**BLOQUE DE TEXTO:**
********************
Las incidencias de la trama
La competencia dentro de la terna seleccionada por la Corte Suprema de Justicia fue ganada finalmente por el candidato, cuyo triunfo estaba cantado de antemano, Carlos Camargo Assís, conservador proveniente de los medios políticos cordobeses, en la costa Caribe; era el mismo abogado que antes se había desempeñado como el Defensor del Pueblo, cargo al que había renunciado para no inhabilitarse, en su secreto propósito de entrar a la alta magistratura.
Fuentes bien informadas han documentado el hecho de que Carlos Camargo le repartió cuotas en la burocracia de la Defensoría del Pueblo a un buen número de magistrados de la Corte Suprema, 9 sobre 22, que así se vieron beneficiados con familiares, amigos o colegas, cuyo destino regalado eran los cargos y las oficinas de esa entidad. En la que por cierto también pudo ubicar a otros apadrinados, ya no de los magistrados, sino de algunos políticos, senadores o representantes, con influencia en las decisiones del Congreso.
En esencia, un ejercicio del favoritismo burocrático, incluso del nepotismo; en general, del clientelismo: desviaciones políticas que cobran expresión a través de una práctica chocante -indeseable-, la de favorecer burocrática, laboral o económicamente a gentes del poder; de las cuales, el alto funcionario o quien quiere serlo, recaba los apoyos que le serán útiles para el nombramiento ansiado.
El “yo te nombro, tú me eliges”
Estos son unos intercambios punibles, reciprocidades aviesas y malnacidas, contrarias además al decoro y a la transparencia, resumidas en la expresión popular: “yo te elijo, tu me eliges”, una conducta anti-ética y anti-estética, parte de todo un sistema de mecanismos para fijar plataformas de apoyo, a partir de las cuales, los miembros de las élites políticas aspiran a ciertas jerarquías, allí donde prosperan la nómina y el presupuesto; de modo que terminan por colonizar el territorio del mando y las influencias, sedimentando ventajas, con las cuales desplazan a otros competidores, en esa carrera de ambiciones por llegar a las altas posiciones del Estado.
Dichos mecanismos retorcidos suponen promesas y recompensas; las unas veladas, las otras subrepticias. El aspirante a un cargo promete devolver favores a quienes lo respalden, obsequiando contratos, canonjías y puestos. Con estos premios prepara su base para encontrar y rebuscar nuevos apoyos en su carrera.
********************
Datos recopilados:

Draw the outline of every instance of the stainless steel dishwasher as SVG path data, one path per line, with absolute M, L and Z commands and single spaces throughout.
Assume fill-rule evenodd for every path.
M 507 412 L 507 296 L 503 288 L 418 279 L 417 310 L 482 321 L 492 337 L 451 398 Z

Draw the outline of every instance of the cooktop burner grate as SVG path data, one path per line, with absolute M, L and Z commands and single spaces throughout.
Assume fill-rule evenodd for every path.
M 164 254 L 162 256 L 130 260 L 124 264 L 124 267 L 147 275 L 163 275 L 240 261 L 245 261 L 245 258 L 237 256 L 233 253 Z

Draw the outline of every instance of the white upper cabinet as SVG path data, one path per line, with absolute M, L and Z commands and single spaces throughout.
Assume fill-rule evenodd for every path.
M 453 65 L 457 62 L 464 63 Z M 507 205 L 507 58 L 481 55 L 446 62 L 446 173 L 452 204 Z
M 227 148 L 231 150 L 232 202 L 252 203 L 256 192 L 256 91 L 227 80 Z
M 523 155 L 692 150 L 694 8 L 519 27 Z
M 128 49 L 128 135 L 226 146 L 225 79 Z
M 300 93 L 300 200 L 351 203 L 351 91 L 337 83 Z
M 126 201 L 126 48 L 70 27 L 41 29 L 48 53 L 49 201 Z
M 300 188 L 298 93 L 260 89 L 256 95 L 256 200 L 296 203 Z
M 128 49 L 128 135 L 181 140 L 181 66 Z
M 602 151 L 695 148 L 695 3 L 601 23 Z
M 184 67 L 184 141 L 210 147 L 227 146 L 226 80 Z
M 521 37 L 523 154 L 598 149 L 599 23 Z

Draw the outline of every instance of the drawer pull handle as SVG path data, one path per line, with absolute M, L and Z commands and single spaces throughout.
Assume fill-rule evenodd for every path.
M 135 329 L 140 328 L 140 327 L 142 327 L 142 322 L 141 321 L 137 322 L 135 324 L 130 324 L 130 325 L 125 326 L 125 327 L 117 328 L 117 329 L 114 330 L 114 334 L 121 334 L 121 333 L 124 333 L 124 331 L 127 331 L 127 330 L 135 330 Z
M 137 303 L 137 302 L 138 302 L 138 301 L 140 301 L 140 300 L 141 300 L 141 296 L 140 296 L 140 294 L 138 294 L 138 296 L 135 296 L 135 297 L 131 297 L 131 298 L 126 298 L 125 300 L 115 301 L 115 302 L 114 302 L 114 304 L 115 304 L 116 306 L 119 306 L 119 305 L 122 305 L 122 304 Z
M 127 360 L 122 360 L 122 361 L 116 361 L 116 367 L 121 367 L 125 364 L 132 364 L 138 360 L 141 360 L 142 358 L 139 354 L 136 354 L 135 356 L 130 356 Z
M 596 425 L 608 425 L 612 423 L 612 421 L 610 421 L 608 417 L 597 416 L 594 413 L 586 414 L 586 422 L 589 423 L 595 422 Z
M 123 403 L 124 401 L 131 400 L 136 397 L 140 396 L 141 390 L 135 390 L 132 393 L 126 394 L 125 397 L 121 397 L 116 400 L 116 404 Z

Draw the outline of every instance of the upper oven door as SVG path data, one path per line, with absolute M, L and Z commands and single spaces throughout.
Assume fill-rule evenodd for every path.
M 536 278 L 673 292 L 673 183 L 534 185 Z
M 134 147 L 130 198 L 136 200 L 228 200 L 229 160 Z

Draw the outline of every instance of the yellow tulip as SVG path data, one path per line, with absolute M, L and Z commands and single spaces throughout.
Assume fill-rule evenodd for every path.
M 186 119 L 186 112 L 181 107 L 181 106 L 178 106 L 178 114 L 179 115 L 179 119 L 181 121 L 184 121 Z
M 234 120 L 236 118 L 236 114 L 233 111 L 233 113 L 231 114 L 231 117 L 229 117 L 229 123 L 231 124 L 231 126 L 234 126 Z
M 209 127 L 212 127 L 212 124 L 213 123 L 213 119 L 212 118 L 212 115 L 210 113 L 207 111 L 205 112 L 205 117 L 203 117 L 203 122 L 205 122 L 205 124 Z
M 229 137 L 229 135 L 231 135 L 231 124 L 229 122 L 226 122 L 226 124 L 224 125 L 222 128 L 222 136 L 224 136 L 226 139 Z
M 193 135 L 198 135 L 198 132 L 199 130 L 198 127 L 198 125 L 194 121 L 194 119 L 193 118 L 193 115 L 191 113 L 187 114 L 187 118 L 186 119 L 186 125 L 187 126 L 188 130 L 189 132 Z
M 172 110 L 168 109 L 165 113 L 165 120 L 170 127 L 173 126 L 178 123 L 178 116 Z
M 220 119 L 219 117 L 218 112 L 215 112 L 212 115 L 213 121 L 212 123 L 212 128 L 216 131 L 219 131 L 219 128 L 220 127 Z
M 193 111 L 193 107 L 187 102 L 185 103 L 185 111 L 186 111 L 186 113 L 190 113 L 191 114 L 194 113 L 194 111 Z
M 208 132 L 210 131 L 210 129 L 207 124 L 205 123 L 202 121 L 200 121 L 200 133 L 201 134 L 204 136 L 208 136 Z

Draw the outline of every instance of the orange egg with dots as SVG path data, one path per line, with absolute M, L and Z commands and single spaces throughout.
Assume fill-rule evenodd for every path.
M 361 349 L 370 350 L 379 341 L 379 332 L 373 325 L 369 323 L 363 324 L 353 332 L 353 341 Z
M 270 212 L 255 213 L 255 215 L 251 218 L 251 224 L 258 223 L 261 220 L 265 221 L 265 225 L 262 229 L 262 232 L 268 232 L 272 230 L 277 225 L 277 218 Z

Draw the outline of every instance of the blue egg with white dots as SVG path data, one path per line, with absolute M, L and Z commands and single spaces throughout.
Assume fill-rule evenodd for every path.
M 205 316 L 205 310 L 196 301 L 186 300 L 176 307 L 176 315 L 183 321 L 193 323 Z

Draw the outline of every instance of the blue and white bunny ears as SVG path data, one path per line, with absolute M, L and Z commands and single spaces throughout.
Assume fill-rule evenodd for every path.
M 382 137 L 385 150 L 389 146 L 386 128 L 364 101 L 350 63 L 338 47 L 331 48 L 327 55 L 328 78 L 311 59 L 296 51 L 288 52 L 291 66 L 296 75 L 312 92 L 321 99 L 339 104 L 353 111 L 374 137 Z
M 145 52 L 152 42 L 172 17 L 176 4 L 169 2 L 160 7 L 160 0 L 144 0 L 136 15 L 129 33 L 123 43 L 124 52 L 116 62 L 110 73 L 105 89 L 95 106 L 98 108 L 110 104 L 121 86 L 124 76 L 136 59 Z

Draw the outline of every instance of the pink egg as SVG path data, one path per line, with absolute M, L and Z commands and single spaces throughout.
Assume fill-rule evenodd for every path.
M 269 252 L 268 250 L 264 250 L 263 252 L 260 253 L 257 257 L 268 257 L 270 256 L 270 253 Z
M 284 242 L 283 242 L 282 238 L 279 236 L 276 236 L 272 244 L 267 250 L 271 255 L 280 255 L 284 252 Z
********************
**REQUISITOS DEL EJERCICIO:** Redacta la continuación del texto sobre el clientelismo en la elección de Carlos Camargo, comenzando justo después de su última oración.

**RESPUESTA AL EJERCICIO:**
Por ejemplo: el que se postula a la función de Defensor del Pueblo recaba apoyo en el Congreso para su elección. Y si después quiere aspirar a la Magistratura, ofrece puestos, en una especie de feria burocrática; lo hace con algunos ahijados de los magistrados que tienen en sus manos la confección de la terna para la Corte Constitucional.
Este fementido mecanismo, el del “yo te elijo, tú me eliges” o, lo que es lo mismo: el del “yo nombro a tus protegidos y tú me eliges”, es una forma tramposa, aunque muy común, de escalar posiciones; y de paso estructurar “roscas” para titular como lotes algunos nichos rotativos del poder, una especie de modelo que, al imponerse, daña el sentido ético del Estado, esa misión imaginada de proteger al ciudadano y de obrar con rectitud en la defensa del bien público.
Que la Corte Suprema haya ternado a Carlos Camargo Assís; y que éste hubiese previamente nombrado a “recomendados” de los magistrados, muestra hasta qué punto, también el poder judicial ha sido permeado por el clientelismo.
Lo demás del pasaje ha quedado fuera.